> [TASK INSTRUCTIONS]
For each statement below, say yes or no to whether it agrees with the opinion piece on right-wing extremism in Canada, and quote the words of the piece that decide it. (a) The report was produced by a think tank based in the UK. (b) The report's co-author spoke about the findings to CBC News. (c) The writer offers a definite solution to the problem.

> [SOURCE EXTRACT]
If you think what happened the riot at the U.S. Capitol building is something that could never happen here, think again.
Trump supporters walk past the dome of the Capitol Building in Washington, Wednesday, Jan. 6, 2021. THE CANADIAN PRESS/AP/Andrew Harnik

If you think what happened the riot at the U.S. Capitol building is something that could never happen here, think again.

A recent report from a UK-based think tank has highlighted that right-wing extremism is becoming alarmingly more common, even up here.

“We were really struck by the high level of engagement by Canadians,” said Jacob Davey, the Institute for Strategic Dialogue (ISD) senior research manager and co-author of the report, told VICE News.

“It’s clear that Canada has a well-established system of right-wing extremists very much comparable to that of the U.S. and U.K., and it’s part of a global pattern.”

About 6,600 right-wing extremist social media pages in Canada have reached 11 million online users worldwide.

That’s a scary thought.

According to Davey in the VICE story, this activity has increased during COVID and anti-racism protests, with the latter attracting people who feel racism isn’t an issue in Canada.

One doesn’t have to look far in Squamish to see that people are becoming bitterly divided over certain issues. One of the major ones is whether or not COVID-19 vaccines are effective.

You don’t need to look far to find a comment thread filled with people making absolutely false claims about vaccines causing autism, or even the virtues of the widely-discredited hydroxychloroquine ‘cure’ to the pandemic.

While we aren’t in the middle of an election where Donald Trump is straight-up lying about ‘theft’ that never occurred, we are facing a similar problem.

We are in a society where, increasingly, people are detaching themselves from reality.

Previously, it was possible to talk to people and hopefully have an informed, reasoned debate. But nowadays, that’s becoming increasingly rare.

You can’t reason with people who are determined to make up their own set of facts.

Social media platforms like Twitter, Facebook and YouTube have finally started to take steps to curb misinformation, but it, unfortunately, is too little, too late.

Many people have had enough time — especially from a year where staying at home was the primary activity — to become self-radicalized online.

So what’s the solution?

I don’t know. But one thing that we can do is avoid being complacent, recognize the damage that misinformation can do, and do everything you can to combat it.

We should all be finding our own little ways to stifle or stop the flow of misinformation.

Here are some easy examples. Learn and teach others how to properly fact check information. Tell people — respectfully — when they are spreading falsehoods. Support accredited journalistic outlets.

The list goes on.

Whatever you do, no matter how big or small, be proactive in contributing to facts that ground us in reality.

> [EXTRACTED RECORDS]
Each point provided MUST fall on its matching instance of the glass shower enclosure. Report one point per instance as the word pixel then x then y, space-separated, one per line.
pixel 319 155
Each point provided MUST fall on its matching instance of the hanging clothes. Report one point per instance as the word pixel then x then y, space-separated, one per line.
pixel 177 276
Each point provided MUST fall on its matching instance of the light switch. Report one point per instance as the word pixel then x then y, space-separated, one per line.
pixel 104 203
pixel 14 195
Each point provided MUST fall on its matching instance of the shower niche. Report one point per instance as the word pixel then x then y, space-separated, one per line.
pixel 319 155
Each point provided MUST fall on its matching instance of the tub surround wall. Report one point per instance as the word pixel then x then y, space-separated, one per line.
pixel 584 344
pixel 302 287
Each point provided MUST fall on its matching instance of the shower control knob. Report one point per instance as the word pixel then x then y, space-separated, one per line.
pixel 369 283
---
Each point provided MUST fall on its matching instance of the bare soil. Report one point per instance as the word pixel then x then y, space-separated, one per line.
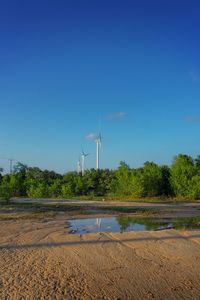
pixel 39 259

> [SOLVED PROBLEM]
(a) Yes: "A recent report from a UK-based think tank"
(b) No: "told VICE News"
(c) No: "I don’t know."